GOAL – Each record is to be printed again precisely as it reads.

:::::

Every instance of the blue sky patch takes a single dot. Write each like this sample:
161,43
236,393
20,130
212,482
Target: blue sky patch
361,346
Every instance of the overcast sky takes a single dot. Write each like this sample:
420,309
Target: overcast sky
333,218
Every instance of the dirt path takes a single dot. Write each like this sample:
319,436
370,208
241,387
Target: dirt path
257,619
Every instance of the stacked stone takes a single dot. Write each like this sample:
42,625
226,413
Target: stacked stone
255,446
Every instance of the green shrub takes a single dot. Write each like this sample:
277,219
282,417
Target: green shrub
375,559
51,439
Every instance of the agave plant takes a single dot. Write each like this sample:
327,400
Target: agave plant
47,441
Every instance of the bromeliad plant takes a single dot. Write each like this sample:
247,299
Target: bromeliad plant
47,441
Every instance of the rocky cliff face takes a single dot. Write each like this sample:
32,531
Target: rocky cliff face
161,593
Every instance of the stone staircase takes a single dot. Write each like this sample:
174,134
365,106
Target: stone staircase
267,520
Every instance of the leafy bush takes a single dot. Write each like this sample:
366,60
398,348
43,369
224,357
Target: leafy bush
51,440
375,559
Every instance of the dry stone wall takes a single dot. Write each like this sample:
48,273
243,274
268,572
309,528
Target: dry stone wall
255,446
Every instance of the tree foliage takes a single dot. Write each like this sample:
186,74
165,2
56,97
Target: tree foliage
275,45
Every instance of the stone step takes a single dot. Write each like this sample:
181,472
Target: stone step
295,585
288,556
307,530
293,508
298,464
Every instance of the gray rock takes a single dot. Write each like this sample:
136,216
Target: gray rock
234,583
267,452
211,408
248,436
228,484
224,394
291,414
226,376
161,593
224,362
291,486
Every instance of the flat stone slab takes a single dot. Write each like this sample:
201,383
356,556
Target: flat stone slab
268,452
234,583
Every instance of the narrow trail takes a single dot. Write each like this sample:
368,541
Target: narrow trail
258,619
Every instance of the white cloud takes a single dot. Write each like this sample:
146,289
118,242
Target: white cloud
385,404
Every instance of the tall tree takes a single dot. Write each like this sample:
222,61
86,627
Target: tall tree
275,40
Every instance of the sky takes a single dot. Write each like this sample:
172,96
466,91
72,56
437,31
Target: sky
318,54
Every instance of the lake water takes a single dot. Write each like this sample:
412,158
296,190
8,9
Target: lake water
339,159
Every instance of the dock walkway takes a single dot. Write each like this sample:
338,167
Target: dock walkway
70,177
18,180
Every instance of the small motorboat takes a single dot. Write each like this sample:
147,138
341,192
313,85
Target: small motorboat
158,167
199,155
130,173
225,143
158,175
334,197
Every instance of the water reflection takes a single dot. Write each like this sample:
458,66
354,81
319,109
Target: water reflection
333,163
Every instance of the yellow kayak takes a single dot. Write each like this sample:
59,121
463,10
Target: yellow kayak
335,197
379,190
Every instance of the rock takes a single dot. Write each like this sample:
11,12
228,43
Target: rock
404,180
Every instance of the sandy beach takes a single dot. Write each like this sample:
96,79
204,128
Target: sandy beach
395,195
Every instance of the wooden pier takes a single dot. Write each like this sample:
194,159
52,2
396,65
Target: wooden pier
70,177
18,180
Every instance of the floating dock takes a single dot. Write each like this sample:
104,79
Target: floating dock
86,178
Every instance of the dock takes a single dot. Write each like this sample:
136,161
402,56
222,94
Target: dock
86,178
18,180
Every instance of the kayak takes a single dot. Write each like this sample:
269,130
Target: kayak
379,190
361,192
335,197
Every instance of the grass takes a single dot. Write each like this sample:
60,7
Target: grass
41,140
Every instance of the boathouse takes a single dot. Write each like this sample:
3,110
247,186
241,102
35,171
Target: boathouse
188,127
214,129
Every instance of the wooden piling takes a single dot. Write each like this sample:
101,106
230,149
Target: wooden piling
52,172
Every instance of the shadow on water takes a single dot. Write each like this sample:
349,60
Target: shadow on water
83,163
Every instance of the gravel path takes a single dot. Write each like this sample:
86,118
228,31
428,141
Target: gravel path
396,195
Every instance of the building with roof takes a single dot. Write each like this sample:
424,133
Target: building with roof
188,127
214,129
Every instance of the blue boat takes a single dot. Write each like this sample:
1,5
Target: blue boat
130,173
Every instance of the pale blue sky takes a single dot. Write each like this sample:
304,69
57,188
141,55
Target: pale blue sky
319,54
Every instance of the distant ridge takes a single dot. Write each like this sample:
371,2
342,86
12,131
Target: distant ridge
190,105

:::::

RESPONSE TO THE EXERCISE –
Every instance of the blue sky patch takes a single dot. Write each like this sample:
161,43
236,393
20,130
212,482
Target: blue sky patch
361,346
Every instance of the overcast sky takes a single dot. Write each like this sample:
420,309
Target: overcast sky
333,218
Every instance of the dirt path takes a single dot. Write each like this sample:
319,436
370,208
241,387
Target: dirt path
257,619
Every instance of the stacked stone takes a single dot. Write each like this sample:
42,625
226,413
Target: stacked stone
255,446
Every instance of the green shrub takes a single dot. Write each like this sample:
277,219
282,417
Target: green shrub
375,559
51,439
Every instance of the agave plant takes a single dot. Write each like this sample:
327,400
Target: agave plant
47,441
Every instance of the bromeliad plant takes a single dot. Write each like this sample:
247,299
Target: bromeliad plant
47,441
Every instance of the rocky cliff face takes a single dot. Write each like this sample:
32,531
Target: rocky cliff face
161,593
Every instance of the stone staircase takes a single dot. Write each like this sample:
174,134
365,106
Target: stone staircase
267,520
Every instance of the leafy bush takes a single dot. Write each like this sample:
366,60
398,348
43,369
224,357
Target: leafy bush
51,440
375,559
Every instance of the dry stone wall takes a single dot. Write each like this sample:
48,273
243,274
268,572
309,528
Target: dry stone wall
255,446
Every instance of the tree foliage takes a single dot. Write each like this sample:
186,74
165,2
56,97
Target: tree foliage
275,45
Every instance of the stone step takes a single dot. Write each like this sample:
181,472
Target: stone step
295,585
288,556
307,530
293,508
298,464
Every instance of the gray rock takes a single dot. Write each like this sample:
136,216
Target: gray rock
234,583
267,452
211,408
248,436
228,484
224,394
291,414
226,376
161,593
224,362
291,486
Every instance of the flat stone slab takes a single dot. Write each like this sample:
201,383
356,556
Target: flat stone slab
268,452
234,583
Every instance of the narrow trail takes a single dot. Write each like this sample:
368,541
Target: narrow trail
258,619
Every instance of the white cloud takes a single dot. Write each like this sample:
146,289
118,242
Target: white cloud
385,404
Every instance of the tall tree takes a single dot. Write each like this sample:
222,61
86,627
Target: tall tree
275,40
Every instance of the sky takes a single dot. Write each like this sample:
172,96
466,91
72,56
437,31
Target: sky
318,54
Every instance of the lake water takes a single dot. Write each like this sample:
412,158
296,190
8,9
Target: lake water
339,159
Every instance of the dock walkway takes a single dot. Write each like this sample:
338,167
Target: dock walkway
70,177
18,180
Every instance of the small motorboat takes a single dot. Write each like this sample:
147,138
341,192
313,85
Target: small motorboat
158,167
199,155
130,173
225,143
158,175
334,197
Every instance of the water reflection takes a single dot. Write each like this sample:
458,66
354,81
319,109
Target: water reflection
333,163
Every instance of the yellow kayak takes a single dot. Write each like this sample:
59,121
463,10
Target: yellow kayak
335,197
379,190
Every instance of the rock takes a single dot. Write each like this sample:
11,12
228,43
Target: rock
404,180
Every instance of the sandy beach takes a single dot. Write each like this sample:
96,79
204,128
Target: sandy beach
395,195
Every instance of the wooden pier takes a single dot. Write each like this sample:
194,159
52,2
396,65
Target: wooden pier
70,177
18,180
Every instance of the floating dock takes a single dot. Write each like this sample:
104,79
Target: floating dock
86,178
Every instance of the dock takes a single dot. Write each like this sample:
136,161
402,56
222,94
Target: dock
86,178
18,180
Every instance of the kayak takes a single dot. Write each like this sample:
269,130
Target: kayak
379,190
361,192
335,197
Every instance of the grass takes a single dot. Write each like this sample:
60,7
Target: grass
41,140
Every instance of the boathouse takes a single dot. Write each like this sample:
3,110
247,186
241,102
35,171
Target: boathouse
188,127
214,129
Every instance of the wooden piling takes a single dot. Write each like this sample:
101,106
230,149
Target: wooden piling
52,172
Every instance of the shadow on water takes a single dot. Write each like this sample:
349,60
Target: shadow on water
83,163
Every instance of the gravel path takes a single dot. Write each like this sample:
86,118
228,31
428,141
Target: gravel path
396,195
Every instance of the building with roof takes a single dot. Write each like this sample:
424,133
Target: building with roof
188,127
214,129
Every instance of the blue boat takes a single dot. Write each like this sample:
1,5
Target: blue boat
130,173
Every instance of the pale blue sky takes a single dot. Write each like this sample:
304,69
57,188
141,55
Target: pale blue sky
319,54
Every instance of the distant ridge takes a single dot. Write each like this sample:
371,2
342,86
12,131
Target: distant ridge
190,105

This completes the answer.